#### TASK TO CARRY OUT
Scan the entries below and extract each line with the word "instance" in it.

··· DATA FOR THIS EXERCISE ···

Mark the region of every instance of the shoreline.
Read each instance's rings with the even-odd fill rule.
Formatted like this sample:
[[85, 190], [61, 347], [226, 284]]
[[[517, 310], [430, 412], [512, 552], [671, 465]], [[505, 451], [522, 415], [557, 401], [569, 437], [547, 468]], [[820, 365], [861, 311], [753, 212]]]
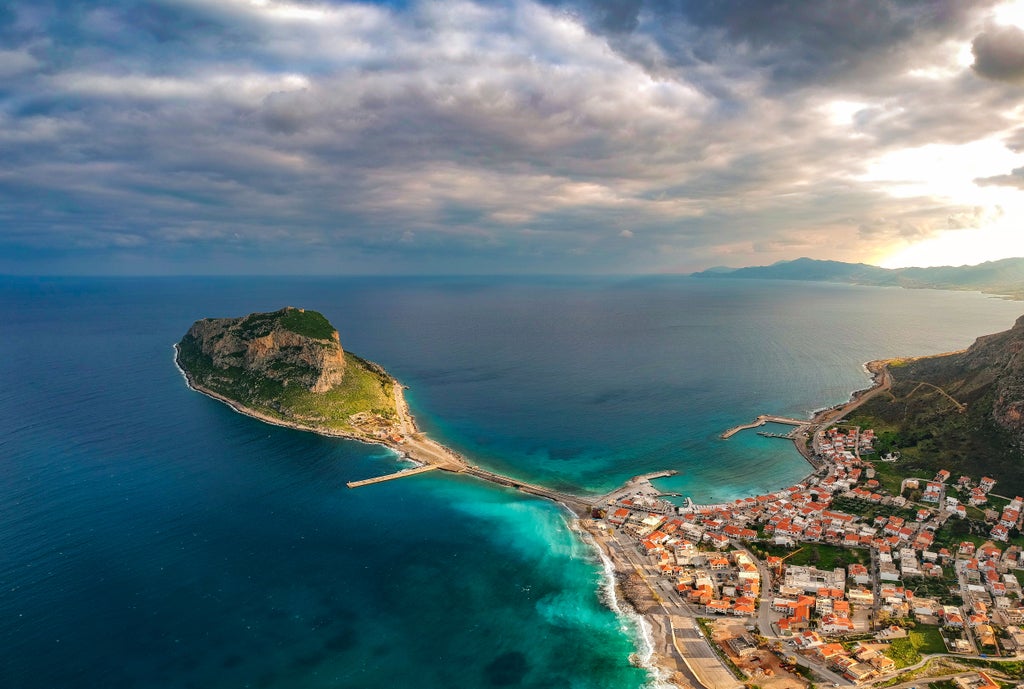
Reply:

···

#### EXERCISE RESULT
Mark the region of every instance of the shoreline.
Read each instance's rings with the even-odd fill rule.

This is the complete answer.